Photo Courtesy: Canada Running Series
In 2005, the New York Times had a piece on Ed Whitlock just after he ran two marathons under three hours in his 70s: after crunching the data, they determined his performance was the most impressive ever completed by a marathon runner. The difference between his finishing time and other finishing times for people his age was more significant than any world record at any distance than any other runner had ever completed.
That was eleven years ago and before yesterday’s race, when Whitlock broke another record. At 85, Whitlock completed the marathon in 3:56:38, more than 30 minutes faster than anyone had ever completed a marathon in his age group.
Whitlock was perhaps already the world’s most impressive runner. And then he went much further than that.
I saw Ed on the course yesterday and he was smiling. Granted, this was in the early stages of the marathon race, but still: anyone approaching Whitlock at the Expo would’ve have seen a genial older gentleman, resplendent in a slim-fitting grey suit, eagerly listening to the other speakers and spending time with anyone who wanted a photograph. He doesn’t look like an elite athlete. But don’t be mislead. Whitlock has the dedication that runners half his age (three times?) long for. Running is his passion. It’s his north star. It’s his heart. He’s been through injury and personal setbacks, the same life dramas as everyone else — except, at 85, he’s taken more than his fair share of blows. Many times it seemed like his career was over and when we interviewed him last year, he wasn’t sure if he’d ever run the marathon again.

▶ [BRIEF] Resume the article about Ed Whitlock's record-setting marathon at 85, carrying it on from its last sentence.

▶ [LISTED RECORDS]
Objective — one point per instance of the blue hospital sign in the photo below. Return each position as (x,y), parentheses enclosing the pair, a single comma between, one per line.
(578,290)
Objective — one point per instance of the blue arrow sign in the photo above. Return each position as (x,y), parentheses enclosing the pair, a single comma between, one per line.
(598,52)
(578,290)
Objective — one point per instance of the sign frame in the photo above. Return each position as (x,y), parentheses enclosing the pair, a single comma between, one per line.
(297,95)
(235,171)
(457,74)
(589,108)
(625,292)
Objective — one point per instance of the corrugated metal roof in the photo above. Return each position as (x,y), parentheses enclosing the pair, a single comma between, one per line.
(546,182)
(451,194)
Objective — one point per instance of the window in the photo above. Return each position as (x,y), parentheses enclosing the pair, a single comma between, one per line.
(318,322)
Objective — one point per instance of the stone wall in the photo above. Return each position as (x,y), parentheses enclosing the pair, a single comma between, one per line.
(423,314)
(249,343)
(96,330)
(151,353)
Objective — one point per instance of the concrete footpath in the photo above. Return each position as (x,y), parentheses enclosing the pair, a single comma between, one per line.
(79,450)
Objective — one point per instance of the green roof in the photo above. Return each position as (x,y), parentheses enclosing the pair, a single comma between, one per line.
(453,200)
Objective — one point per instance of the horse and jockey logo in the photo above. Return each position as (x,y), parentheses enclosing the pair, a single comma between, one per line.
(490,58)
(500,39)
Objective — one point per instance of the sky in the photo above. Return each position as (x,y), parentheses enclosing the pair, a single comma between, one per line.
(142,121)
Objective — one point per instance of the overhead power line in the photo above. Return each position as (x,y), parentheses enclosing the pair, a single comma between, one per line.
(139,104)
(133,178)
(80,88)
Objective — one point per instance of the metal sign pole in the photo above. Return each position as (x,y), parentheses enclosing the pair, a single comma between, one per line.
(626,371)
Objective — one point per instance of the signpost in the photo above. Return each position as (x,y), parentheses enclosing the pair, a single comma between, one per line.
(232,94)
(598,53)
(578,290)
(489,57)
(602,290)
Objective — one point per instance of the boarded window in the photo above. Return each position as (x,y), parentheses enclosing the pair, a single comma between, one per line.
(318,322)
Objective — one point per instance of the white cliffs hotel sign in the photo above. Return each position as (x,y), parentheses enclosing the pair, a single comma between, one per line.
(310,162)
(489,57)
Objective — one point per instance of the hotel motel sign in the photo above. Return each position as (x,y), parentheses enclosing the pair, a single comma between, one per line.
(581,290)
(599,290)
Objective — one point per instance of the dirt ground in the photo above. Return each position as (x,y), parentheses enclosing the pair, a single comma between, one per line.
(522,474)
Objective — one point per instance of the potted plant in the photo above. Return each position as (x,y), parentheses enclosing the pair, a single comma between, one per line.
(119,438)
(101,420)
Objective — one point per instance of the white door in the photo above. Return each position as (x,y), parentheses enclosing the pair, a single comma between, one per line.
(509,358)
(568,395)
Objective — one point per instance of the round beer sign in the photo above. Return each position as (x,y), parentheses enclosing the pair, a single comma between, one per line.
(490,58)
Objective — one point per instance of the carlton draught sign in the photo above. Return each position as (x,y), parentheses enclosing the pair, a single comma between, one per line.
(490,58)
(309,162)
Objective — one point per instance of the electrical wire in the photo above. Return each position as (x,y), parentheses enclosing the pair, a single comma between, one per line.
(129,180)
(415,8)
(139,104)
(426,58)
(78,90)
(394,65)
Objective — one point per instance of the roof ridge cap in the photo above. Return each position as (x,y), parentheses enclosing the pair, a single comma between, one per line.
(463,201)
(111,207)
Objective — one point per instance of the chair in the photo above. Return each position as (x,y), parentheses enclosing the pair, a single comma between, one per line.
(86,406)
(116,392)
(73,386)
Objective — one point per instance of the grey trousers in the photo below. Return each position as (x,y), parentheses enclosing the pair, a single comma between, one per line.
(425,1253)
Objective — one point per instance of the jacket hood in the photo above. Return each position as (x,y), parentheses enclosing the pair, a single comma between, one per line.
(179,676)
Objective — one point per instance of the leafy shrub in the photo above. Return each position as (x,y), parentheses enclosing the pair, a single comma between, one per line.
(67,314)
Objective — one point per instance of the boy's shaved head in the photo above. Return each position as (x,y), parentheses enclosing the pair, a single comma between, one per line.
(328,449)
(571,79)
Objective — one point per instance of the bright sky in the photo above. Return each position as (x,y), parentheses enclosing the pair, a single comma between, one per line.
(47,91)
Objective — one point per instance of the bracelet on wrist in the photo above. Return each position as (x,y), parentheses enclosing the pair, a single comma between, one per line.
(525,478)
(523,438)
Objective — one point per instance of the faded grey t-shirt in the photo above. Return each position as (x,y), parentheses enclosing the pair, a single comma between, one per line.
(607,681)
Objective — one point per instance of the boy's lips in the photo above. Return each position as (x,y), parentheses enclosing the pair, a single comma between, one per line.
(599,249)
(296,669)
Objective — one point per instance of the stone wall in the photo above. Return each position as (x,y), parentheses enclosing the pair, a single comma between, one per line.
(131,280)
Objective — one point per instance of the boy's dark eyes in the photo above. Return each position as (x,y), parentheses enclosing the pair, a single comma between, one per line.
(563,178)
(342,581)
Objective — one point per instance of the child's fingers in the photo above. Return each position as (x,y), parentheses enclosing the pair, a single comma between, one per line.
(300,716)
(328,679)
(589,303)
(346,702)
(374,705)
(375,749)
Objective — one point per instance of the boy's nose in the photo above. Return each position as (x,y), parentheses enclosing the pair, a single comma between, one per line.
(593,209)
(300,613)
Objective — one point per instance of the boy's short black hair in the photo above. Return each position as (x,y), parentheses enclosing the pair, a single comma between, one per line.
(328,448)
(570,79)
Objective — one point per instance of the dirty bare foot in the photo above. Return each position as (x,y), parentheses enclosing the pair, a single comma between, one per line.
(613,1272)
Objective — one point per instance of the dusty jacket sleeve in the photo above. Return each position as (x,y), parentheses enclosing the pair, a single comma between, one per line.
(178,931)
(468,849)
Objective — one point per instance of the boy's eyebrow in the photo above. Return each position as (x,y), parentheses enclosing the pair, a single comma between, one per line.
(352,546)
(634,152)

▶ [REPLY TO THE TASK]
Asked to explain his famous running style, in which he runs three hours through the cemetery near his home, he said in his martini dry fashion: “You go the cemetery and by comparison to everyone else there, you’re in good shape.”
Whitlock doesn’t have a shoe sponsor. When asked about the vintage of his sneakers and his singlet, he said they were, “very well-worn.” I asked him three tips for having a long running career and he said quickly that you need good genes and good knees, and when I said that makes his talent sound arbitrary, he said: “Have a lot of patience. Have time to waste.”
He was asked how he felt going into Sunday’s race. “Apprehensive,” he said.
What’s your plan to get over that apprehension, I asked. “Get to the start line, I guess,” he said.
What do you think about when you run? “When will this be over.”
In a sport where we have any number of heroes, like Eric Gillis, Krista DuChene, Lanni Marchant, Reid Coolsaet and Rachel Hannah, who not only run fast, but are delightful, offering encouraging words to runners who applaud their grit. Ed Whitlock stands apart. At 85, he just broke another record. In our cover story, after the writer pleaded with Whitlock for some kind of insight into his singular greatness, Whitlock finally gave a straight answer.
How does he do it?
“I have a great deal of what you might call perseverance, I guess.”